■ **Records to use**
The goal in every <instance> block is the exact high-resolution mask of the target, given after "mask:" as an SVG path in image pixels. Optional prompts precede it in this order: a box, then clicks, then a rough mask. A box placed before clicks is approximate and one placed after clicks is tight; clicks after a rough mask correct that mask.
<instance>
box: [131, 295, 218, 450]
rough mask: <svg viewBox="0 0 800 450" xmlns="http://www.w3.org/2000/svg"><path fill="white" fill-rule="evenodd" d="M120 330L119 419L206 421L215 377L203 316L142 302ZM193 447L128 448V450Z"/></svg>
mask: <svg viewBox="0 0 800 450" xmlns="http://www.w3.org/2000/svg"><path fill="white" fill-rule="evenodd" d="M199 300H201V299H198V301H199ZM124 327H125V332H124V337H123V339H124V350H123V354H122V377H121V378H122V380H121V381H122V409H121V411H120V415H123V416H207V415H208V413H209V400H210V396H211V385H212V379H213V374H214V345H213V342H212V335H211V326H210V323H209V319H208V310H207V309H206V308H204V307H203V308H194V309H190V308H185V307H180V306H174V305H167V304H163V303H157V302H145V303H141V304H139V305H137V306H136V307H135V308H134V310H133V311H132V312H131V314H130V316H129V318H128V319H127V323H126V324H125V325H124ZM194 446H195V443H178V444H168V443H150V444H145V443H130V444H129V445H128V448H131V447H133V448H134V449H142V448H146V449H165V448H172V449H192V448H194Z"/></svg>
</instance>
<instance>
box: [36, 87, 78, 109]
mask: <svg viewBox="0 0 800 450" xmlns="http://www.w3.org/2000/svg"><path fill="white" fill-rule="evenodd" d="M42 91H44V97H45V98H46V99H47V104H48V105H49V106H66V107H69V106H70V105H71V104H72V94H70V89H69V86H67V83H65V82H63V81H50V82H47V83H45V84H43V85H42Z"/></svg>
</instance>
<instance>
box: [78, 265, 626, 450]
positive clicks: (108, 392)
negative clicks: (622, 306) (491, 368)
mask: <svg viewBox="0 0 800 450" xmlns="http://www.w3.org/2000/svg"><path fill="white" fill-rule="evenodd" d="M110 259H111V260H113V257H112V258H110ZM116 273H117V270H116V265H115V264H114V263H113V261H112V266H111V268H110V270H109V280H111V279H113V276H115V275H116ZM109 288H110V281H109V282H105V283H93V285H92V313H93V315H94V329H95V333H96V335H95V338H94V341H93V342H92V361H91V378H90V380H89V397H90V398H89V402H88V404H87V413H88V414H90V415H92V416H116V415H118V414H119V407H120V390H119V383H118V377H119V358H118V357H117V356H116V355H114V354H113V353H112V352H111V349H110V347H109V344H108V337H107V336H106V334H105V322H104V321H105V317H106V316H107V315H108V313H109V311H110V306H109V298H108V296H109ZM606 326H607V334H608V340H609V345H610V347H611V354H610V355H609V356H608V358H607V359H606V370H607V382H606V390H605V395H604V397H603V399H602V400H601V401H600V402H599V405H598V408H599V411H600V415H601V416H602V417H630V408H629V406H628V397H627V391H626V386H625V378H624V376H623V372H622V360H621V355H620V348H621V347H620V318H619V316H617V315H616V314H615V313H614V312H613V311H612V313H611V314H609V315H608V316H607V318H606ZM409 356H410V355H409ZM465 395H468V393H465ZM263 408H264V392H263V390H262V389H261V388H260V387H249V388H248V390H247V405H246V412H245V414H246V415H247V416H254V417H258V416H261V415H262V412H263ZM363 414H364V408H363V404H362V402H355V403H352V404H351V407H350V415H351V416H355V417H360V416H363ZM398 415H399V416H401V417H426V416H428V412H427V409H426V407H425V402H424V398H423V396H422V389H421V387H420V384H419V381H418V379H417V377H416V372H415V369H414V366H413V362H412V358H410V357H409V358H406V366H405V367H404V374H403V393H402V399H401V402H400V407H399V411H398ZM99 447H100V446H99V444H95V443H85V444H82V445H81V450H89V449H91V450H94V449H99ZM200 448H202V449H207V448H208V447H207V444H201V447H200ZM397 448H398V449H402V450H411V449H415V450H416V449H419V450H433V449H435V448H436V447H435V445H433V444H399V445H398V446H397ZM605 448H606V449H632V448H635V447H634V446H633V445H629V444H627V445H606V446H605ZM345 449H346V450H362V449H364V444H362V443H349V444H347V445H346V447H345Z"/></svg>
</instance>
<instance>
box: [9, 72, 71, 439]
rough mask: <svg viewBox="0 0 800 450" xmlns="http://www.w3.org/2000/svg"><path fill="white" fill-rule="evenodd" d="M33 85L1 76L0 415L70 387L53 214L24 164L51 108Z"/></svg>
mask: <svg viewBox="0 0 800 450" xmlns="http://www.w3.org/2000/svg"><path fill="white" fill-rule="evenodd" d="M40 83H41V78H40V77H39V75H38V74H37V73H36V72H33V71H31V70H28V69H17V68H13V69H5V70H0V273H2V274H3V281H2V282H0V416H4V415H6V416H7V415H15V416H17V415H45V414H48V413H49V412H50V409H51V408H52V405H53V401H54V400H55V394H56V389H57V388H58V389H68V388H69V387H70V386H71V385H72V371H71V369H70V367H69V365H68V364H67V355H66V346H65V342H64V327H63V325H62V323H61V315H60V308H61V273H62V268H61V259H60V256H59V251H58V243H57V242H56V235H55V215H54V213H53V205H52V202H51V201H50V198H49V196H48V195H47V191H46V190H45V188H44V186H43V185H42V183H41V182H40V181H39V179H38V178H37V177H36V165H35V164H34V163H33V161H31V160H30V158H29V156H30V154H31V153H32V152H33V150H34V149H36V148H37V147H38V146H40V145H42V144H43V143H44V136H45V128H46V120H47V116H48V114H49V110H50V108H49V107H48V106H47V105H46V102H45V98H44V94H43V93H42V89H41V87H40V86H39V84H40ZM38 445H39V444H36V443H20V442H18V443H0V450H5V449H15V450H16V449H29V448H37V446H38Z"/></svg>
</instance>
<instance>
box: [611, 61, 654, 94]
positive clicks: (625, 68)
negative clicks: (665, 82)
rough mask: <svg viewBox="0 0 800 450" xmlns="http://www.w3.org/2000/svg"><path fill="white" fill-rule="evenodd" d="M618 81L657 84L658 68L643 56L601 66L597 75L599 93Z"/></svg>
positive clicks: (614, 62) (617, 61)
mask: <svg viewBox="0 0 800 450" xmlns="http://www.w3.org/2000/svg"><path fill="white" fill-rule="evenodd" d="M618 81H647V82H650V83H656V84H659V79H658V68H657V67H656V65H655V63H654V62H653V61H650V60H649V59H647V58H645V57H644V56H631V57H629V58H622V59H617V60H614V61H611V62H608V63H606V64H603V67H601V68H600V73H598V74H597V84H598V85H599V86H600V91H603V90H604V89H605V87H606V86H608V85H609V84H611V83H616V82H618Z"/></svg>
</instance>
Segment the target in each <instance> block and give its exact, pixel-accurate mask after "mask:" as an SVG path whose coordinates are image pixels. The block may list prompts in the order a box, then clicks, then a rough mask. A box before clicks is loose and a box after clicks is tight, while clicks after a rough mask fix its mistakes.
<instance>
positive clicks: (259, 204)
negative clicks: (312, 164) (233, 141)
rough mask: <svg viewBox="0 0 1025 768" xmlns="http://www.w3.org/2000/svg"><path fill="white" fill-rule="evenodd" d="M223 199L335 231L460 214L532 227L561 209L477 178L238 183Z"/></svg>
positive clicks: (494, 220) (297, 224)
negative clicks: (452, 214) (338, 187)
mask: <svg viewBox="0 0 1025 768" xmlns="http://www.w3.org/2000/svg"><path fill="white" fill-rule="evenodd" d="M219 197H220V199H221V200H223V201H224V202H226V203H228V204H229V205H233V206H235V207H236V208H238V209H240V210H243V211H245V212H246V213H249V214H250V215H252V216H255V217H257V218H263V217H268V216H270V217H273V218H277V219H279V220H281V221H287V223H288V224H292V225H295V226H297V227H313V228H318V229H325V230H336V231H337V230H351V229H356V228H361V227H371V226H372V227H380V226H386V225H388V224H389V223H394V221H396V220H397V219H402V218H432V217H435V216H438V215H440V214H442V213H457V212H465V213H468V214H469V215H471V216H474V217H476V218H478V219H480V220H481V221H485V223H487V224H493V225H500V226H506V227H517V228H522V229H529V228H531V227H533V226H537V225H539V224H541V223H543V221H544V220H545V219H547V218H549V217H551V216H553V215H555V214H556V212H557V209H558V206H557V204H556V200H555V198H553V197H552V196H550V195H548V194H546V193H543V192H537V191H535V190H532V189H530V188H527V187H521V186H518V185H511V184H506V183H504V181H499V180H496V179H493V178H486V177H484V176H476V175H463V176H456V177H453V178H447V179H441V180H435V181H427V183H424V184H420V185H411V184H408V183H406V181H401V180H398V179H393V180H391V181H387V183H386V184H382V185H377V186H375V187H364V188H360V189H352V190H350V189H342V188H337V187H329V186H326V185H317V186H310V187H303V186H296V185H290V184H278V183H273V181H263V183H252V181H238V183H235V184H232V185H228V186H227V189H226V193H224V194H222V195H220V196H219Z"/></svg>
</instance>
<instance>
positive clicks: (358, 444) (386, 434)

■ **Work to be completed**
All lines above from the one holding "box: [611, 61, 654, 94]" to the one holding "negative clicks: (665, 82)", inclusive, are to be copied exactly; no other line is wanted.

■ **Answer to this problem**
box: [611, 61, 654, 94]
positive clicks: (625, 68)
negative clicks: (665, 82)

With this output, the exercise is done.